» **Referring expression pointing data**

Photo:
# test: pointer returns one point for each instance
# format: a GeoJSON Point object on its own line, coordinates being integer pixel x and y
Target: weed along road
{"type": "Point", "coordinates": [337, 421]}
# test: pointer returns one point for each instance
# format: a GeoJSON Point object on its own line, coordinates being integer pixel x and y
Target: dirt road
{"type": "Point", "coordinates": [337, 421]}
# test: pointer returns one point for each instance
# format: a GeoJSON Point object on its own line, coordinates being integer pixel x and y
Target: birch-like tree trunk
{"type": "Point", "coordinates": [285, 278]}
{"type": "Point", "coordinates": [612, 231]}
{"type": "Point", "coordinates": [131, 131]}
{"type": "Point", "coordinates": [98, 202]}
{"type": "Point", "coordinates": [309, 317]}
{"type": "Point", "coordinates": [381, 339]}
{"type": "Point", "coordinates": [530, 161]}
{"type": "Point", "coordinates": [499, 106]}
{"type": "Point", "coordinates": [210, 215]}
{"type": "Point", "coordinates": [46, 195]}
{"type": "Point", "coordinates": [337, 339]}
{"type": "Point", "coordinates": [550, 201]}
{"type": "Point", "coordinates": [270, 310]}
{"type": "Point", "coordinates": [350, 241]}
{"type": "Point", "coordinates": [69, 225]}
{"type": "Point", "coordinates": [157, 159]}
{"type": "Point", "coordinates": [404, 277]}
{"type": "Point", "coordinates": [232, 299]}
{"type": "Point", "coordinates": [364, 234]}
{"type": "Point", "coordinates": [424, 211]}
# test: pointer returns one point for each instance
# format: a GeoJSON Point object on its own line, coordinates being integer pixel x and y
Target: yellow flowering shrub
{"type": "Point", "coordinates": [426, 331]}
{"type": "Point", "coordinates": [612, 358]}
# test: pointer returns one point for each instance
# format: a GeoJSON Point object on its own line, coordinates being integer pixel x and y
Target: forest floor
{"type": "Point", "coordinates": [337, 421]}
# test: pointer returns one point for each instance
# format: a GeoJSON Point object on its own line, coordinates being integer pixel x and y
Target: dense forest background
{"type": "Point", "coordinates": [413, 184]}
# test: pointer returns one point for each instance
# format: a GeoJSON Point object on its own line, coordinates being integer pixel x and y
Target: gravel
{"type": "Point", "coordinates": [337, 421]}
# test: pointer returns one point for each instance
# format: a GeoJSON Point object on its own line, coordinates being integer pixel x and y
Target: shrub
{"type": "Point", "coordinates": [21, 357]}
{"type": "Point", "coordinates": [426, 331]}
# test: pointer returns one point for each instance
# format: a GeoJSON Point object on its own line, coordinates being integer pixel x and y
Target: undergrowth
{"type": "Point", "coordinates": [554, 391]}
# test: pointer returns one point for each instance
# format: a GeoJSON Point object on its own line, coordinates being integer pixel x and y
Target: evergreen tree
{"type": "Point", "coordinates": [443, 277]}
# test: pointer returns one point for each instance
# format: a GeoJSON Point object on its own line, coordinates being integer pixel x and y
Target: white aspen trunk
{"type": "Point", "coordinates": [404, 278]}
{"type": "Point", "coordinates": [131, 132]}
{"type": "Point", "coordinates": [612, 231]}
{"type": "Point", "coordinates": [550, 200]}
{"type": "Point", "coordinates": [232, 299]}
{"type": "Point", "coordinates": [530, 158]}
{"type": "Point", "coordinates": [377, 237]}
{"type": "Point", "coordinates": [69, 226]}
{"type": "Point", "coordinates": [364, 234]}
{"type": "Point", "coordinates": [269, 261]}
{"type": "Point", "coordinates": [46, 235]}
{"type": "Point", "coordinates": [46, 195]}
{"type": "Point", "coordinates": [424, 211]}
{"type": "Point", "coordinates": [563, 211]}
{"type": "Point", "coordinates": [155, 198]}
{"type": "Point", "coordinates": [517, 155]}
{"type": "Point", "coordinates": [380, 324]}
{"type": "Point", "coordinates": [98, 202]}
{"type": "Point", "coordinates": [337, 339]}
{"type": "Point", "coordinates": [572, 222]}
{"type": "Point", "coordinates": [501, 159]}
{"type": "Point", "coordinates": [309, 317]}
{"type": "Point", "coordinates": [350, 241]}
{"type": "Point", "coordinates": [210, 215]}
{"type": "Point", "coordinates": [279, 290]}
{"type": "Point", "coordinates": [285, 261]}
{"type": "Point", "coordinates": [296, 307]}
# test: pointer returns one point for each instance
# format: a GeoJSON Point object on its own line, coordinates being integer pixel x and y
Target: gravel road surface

» **Exercise details**
The full set of lines above should be retyped without a single change.

» **Response box**
Photo:
# test: pointer returns one point for each instance
# format: a GeoJSON Point object on its own line, coordinates being integer pixel x and y
Target: weed along road
{"type": "Point", "coordinates": [337, 421]}
# test: pointer returns one point for each instance
# format: a GeoJSON Point object on its own line, coordinates being integer pixel x and y
Target: dirt road
{"type": "Point", "coordinates": [337, 421]}
# test: pointer returns one point for each instance
# format: a GeoJSON Point object on its own line, coordinates being integer pixel x and y
Target: birch-like tree trunk
{"type": "Point", "coordinates": [285, 278]}
{"type": "Point", "coordinates": [612, 231]}
{"type": "Point", "coordinates": [131, 131]}
{"type": "Point", "coordinates": [98, 202]}
{"type": "Point", "coordinates": [309, 317]}
{"type": "Point", "coordinates": [381, 339]}
{"type": "Point", "coordinates": [530, 161]}
{"type": "Point", "coordinates": [499, 106]}
{"type": "Point", "coordinates": [210, 215]}
{"type": "Point", "coordinates": [46, 195]}
{"type": "Point", "coordinates": [337, 339]}
{"type": "Point", "coordinates": [550, 201]}
{"type": "Point", "coordinates": [270, 310]}
{"type": "Point", "coordinates": [350, 241]}
{"type": "Point", "coordinates": [69, 225]}
{"type": "Point", "coordinates": [157, 159]}
{"type": "Point", "coordinates": [404, 277]}
{"type": "Point", "coordinates": [232, 299]}
{"type": "Point", "coordinates": [364, 234]}
{"type": "Point", "coordinates": [424, 211]}
# test: pointer returns one point for each instance
# format: a GeoJSON Point object on its own line, coordinates being integer pixel x and y
Target: yellow flowering shrub
{"type": "Point", "coordinates": [426, 331]}
{"type": "Point", "coordinates": [612, 358]}
# test: pointer returns one point for each instance
# format: a GeoJSON Point object on its own line, coordinates being integer pixel x and y
Target: forest floor
{"type": "Point", "coordinates": [337, 421]}
# test: pointer returns one point for each instance
# format: a GeoJSON Point object on its own line, coordinates being integer pixel x and y
Target: dense forest background
{"type": "Point", "coordinates": [413, 184]}
# test: pointer returns one point for each instance
# format: a GeoJSON Point object on its own line, coordinates being integer pixel x and y
Target: gravel
{"type": "Point", "coordinates": [337, 421]}
# test: pointer returns one point for each instance
# format: a GeoJSON Point object on its own line, coordinates being integer pixel x and y
Target: shrub
{"type": "Point", "coordinates": [21, 357]}
{"type": "Point", "coordinates": [426, 331]}
# test: pointer returns one point for each instance
# format: a GeoJSON Point object on its own line, coordinates being integer pixel x and y
Target: undergrowth
{"type": "Point", "coordinates": [554, 391]}
# test: pointer returns one point for each instance
# format: a GeoJSON Point object on its own line, coordinates being integer pixel x and y
Target: evergreen tree
{"type": "Point", "coordinates": [443, 277]}
# test: pointer returns one point for each instance
# format: a GeoJSON Point object on its own line, coordinates being integer pixel x and y
Target: white aspen trunk
{"type": "Point", "coordinates": [404, 278]}
{"type": "Point", "coordinates": [131, 132]}
{"type": "Point", "coordinates": [612, 231]}
{"type": "Point", "coordinates": [550, 200]}
{"type": "Point", "coordinates": [232, 299]}
{"type": "Point", "coordinates": [530, 158]}
{"type": "Point", "coordinates": [377, 237]}
{"type": "Point", "coordinates": [69, 226]}
{"type": "Point", "coordinates": [364, 234]}
{"type": "Point", "coordinates": [269, 261]}
{"type": "Point", "coordinates": [46, 235]}
{"type": "Point", "coordinates": [46, 195]}
{"type": "Point", "coordinates": [424, 211]}
{"type": "Point", "coordinates": [563, 211]}
{"type": "Point", "coordinates": [155, 198]}
{"type": "Point", "coordinates": [517, 155]}
{"type": "Point", "coordinates": [380, 324]}
{"type": "Point", "coordinates": [98, 202]}
{"type": "Point", "coordinates": [337, 339]}
{"type": "Point", "coordinates": [572, 222]}
{"type": "Point", "coordinates": [501, 159]}
{"type": "Point", "coordinates": [309, 317]}
{"type": "Point", "coordinates": [350, 241]}
{"type": "Point", "coordinates": [210, 215]}
{"type": "Point", "coordinates": [279, 290]}
{"type": "Point", "coordinates": [285, 261]}
{"type": "Point", "coordinates": [296, 307]}
# test: pointer returns one point for each instance
# format: a GeoJSON Point object on its own line, coordinates being integer pixel x and y
Target: gravel road surface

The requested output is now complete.